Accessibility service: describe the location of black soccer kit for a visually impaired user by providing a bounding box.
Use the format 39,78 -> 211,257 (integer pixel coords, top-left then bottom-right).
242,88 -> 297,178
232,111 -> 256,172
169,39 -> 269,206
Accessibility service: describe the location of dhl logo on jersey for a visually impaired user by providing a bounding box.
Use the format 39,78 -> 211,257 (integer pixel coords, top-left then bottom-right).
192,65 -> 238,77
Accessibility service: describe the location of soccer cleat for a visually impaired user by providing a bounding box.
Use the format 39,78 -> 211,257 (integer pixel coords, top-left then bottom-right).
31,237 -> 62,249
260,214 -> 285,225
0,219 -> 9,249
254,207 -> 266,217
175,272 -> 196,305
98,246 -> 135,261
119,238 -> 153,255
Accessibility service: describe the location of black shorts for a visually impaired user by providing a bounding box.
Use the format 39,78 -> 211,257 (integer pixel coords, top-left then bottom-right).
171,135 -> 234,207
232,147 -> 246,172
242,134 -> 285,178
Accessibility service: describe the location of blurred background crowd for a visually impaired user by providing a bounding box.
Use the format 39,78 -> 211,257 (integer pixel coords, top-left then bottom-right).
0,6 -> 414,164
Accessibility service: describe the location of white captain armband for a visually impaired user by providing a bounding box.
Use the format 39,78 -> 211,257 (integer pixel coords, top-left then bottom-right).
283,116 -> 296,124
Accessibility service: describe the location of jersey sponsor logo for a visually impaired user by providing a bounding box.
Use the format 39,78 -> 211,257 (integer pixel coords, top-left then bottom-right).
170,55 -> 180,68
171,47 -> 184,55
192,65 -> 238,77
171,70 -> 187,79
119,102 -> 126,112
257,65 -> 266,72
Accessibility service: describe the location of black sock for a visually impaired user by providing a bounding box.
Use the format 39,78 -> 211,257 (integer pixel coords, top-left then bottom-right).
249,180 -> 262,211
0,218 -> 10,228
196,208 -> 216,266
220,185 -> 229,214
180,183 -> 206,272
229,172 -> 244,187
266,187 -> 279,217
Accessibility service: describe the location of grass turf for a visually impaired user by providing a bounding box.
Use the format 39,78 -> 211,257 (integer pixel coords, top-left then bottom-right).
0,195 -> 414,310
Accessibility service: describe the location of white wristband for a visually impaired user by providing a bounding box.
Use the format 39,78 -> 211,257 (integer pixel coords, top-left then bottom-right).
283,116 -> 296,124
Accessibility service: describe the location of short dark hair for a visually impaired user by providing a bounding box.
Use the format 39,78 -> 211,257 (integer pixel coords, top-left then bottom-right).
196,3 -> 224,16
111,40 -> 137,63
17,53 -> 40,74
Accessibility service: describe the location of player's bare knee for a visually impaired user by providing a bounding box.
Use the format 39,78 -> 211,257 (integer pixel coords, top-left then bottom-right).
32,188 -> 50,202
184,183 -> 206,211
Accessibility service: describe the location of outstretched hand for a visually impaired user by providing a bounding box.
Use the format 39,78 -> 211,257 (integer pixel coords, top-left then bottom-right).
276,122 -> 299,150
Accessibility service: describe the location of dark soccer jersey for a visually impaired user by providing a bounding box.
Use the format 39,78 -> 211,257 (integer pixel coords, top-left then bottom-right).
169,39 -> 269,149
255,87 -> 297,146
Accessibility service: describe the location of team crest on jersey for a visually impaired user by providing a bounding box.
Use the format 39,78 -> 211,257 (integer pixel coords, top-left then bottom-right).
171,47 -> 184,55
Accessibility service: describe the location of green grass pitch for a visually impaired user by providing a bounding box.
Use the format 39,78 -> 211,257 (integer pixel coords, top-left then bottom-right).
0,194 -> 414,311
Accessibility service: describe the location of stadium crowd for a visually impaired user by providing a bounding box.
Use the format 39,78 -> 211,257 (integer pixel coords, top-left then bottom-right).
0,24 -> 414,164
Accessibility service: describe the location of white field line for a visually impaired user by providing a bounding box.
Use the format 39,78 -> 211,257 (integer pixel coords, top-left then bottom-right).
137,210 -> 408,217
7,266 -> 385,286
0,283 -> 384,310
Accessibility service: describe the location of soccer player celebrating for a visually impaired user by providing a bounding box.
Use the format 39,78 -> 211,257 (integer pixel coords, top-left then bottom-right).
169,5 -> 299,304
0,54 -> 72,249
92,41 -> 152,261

◇ ◇ ◇

§ Objective
Lay out all the rows above as a Markdown table with the columns No. and Line, giving each line its number and leaving out blank lines.

§ Written response
| No. | Line |
|---|---|
| 1 | Accessibility service: describe the location of black soccer kit for a visually impaired user by providing a bounding box. |
| 2 | Use the format 39,78 -> 211,257 (integer pixel coords, top-left then bottom-right). |
| 3 | 242,88 -> 297,178 |
| 4 | 232,111 -> 256,172 |
| 5 | 169,39 -> 269,206 |
| 6 | Accessibility service: describe the location of dhl logo on jersey for a visually impaired user by providing a bounding box. |
| 7 | Use the format 39,78 -> 211,257 (integer pixel coords, top-left then bottom-right). |
| 8 | 192,65 -> 238,77 |
| 9 | Accessibility service: describe the location of soccer cleat for a visually impaired user by providing a bounding box. |
| 10 | Use the format 39,78 -> 211,257 (integer pixel coords, top-left then bottom-right). |
| 11 | 31,237 -> 62,249 |
| 12 | 260,214 -> 285,225 |
| 13 | 0,219 -> 9,249 |
| 14 | 254,207 -> 266,217 |
| 15 | 175,272 -> 196,305 |
| 16 | 98,246 -> 135,261 |
| 17 | 119,238 -> 153,255 |
| 18 | Accessibility service: describe the location of black shorts for a visually impaired user by providing a bounding box. |
| 19 | Use the format 39,78 -> 211,257 (integer pixel coords, top-left then bottom-right). |
| 20 | 171,135 -> 234,207 |
| 21 | 232,147 -> 246,172 |
| 22 | 242,134 -> 285,178 |
| 23 | Accessibility service: describe the location of blurred background crowd for a visually impaired user by providing a bounding box. |
| 24 | Use the format 39,78 -> 211,257 (integer pixel coords, top-left then bottom-right). |
| 25 | 0,6 -> 414,164 |
| 26 | Accessibility service: describe the location of white captain armband for a visually impaired user by providing a bounding box. |
| 27 | Use the format 39,78 -> 211,257 (integer pixel coords, top-left then bottom-right). |
| 28 | 283,116 -> 296,124 |
| 29 | Accessibility service: describe the location of jersey sponsor logo for a visually impaired user by providing a bounding box. |
| 30 | Use the format 39,78 -> 211,257 (integer pixel coords, top-left then bottom-right). |
| 31 | 170,55 -> 180,68 |
| 32 | 171,47 -> 184,55 |
| 33 | 192,65 -> 238,77 |
| 34 | 171,70 -> 187,79 |
| 35 | 119,102 -> 126,112 |
| 36 | 257,65 -> 266,72 |
| 37 | Accessibility service: describe the location of black sock for a visually impaired user by providing a bounding box. |
| 38 | Use the format 39,78 -> 211,257 (integer pixel coords, top-left then bottom-right). |
| 39 | 249,180 -> 262,211 |
| 40 | 0,218 -> 10,228 |
| 41 | 196,208 -> 216,266 |
| 42 | 220,185 -> 229,214 |
| 43 | 180,183 -> 206,272 |
| 44 | 229,172 -> 244,187 |
| 45 | 266,187 -> 279,217 |
| 46 | Accessibility service: describe the location of grass turf for a visually impaired user by providing a bounding box. |
| 47 | Use the format 39,78 -> 211,257 (integer pixel coords, top-left then bottom-right). |
| 48 | 0,195 -> 414,310 |
| 49 | Accessibility service: describe the location of white wristband for a visually impaired user by providing a bounding box. |
| 50 | Use the format 39,78 -> 211,257 (integer pixel coords, top-left then bottom-right). |
| 51 | 283,116 -> 296,124 |
| 52 | Accessibility service: describe the location of short dark hair for a visually impaired user by providing a bounding box. |
| 53 | Use the format 39,78 -> 211,257 (integer pixel coords, top-left then bottom-right). |
| 54 | 196,3 -> 224,16 |
| 55 | 111,40 -> 137,63 |
| 56 | 17,53 -> 40,74 |
| 57 | Accessibility service: describe the location of player's bare knee for a visually impaired user by providing a bounding box. |
| 58 | Use the format 39,78 -> 211,257 (integer pixel coords, top-left then bottom-right). |
| 59 | 32,188 -> 50,202 |
| 60 | 184,183 -> 206,211 |
| 61 | Accessibility service: describe the location of outstretched hand for a visually impaired user by providing a bounding box. |
| 62 | Use the format 39,78 -> 211,257 (integer pixel coords, top-left then bottom-right). |
| 63 | 276,122 -> 299,150 |
| 64 | Accessibility service: describe the location of dark soccer jersey for a visually impaired user by providing a bounding box. |
| 65 | Use the format 39,78 -> 211,257 (integer pixel coords, top-left then bottom-right). |
| 66 | 169,39 -> 269,149 |
| 67 | 255,87 -> 297,146 |
| 68 | Accessibility service: describe the location of team crest on jersey for a visually impaired user by providing a bounding box. |
| 69 | Use the format 39,78 -> 211,257 (integer pixel coords, top-left then bottom-right). |
| 70 | 171,47 -> 184,55 |
| 71 | Accessibility service: describe the location of green grass pitch for a visually impaired user by providing a bounding box. |
| 72 | Use the format 39,78 -> 211,257 (integer pixel coords, top-left then bottom-right). |
| 73 | 0,194 -> 414,311 |
| 74 | Accessibility service: describe the location of stadium crowd for a visually impaired user by providing a bounding box. |
| 75 | Use the format 39,78 -> 211,257 (integer pixel coords, top-left then bottom-right). |
| 76 | 0,24 -> 414,164 |
| 77 | Accessibility service: describe the location of white field line for a visually impaired user by providing a bounding box. |
| 78 | Use the format 39,78 -> 211,257 (integer pixel coords, top-left then bottom-right). |
| 79 | 137,210 -> 408,217 |
| 80 | 7,266 -> 385,286 |
| 81 | 0,283 -> 384,310 |
| 82 | Accessibility service: describe the location of soccer player celebrating for a visually impaired user by providing a bounding box. |
| 83 | Use the format 39,78 -> 211,257 (integer pixel coords, top-left then bottom-right). |
| 84 | 169,5 -> 299,304 |
| 85 | 0,54 -> 72,249 |
| 86 | 92,41 -> 152,261 |